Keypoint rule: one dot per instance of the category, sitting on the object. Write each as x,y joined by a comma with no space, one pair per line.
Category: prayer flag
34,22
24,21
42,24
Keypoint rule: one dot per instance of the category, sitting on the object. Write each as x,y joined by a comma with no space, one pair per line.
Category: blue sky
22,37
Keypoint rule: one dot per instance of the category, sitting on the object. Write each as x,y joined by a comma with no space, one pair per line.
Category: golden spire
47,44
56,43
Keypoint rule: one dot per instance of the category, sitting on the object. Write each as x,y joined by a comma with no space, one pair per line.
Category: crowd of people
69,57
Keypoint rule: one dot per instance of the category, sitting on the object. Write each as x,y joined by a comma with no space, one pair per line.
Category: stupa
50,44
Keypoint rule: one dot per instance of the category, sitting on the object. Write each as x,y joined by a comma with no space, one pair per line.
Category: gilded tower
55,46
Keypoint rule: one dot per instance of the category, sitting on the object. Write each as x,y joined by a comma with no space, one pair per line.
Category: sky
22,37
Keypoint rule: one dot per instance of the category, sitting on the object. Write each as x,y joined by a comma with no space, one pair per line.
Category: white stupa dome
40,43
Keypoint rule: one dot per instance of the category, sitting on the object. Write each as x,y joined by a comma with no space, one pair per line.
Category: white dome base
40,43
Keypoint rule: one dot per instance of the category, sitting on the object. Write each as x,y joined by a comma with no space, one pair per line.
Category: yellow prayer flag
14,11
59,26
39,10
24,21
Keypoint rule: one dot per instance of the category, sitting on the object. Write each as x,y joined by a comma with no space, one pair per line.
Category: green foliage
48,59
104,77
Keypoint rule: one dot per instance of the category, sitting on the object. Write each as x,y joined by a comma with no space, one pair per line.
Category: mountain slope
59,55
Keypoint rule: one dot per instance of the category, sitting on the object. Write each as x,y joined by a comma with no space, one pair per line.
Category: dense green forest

----

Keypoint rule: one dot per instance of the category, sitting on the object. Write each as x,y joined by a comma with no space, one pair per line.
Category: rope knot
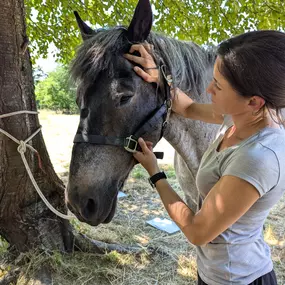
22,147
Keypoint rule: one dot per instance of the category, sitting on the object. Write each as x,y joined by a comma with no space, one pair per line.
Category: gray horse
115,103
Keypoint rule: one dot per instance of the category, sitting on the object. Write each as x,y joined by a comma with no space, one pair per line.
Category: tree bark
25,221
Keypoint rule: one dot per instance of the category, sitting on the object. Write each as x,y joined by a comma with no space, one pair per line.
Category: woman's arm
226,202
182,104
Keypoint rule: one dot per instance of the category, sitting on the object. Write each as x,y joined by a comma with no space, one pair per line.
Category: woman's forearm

----

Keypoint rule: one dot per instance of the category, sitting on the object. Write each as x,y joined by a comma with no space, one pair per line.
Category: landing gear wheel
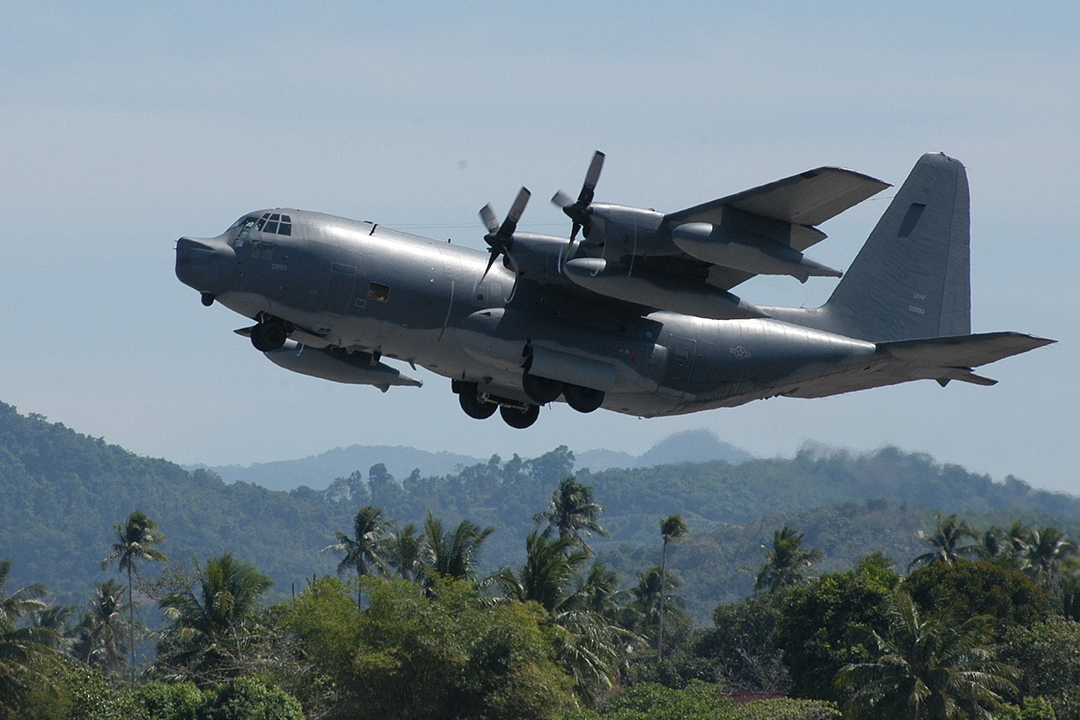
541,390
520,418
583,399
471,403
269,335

----

_Exercise details_: Please find every line above that contains the word "green" and copy each of those lines in full. Case counts.

_Response for this exercise_:
Category: green foliage
Category: dense green forest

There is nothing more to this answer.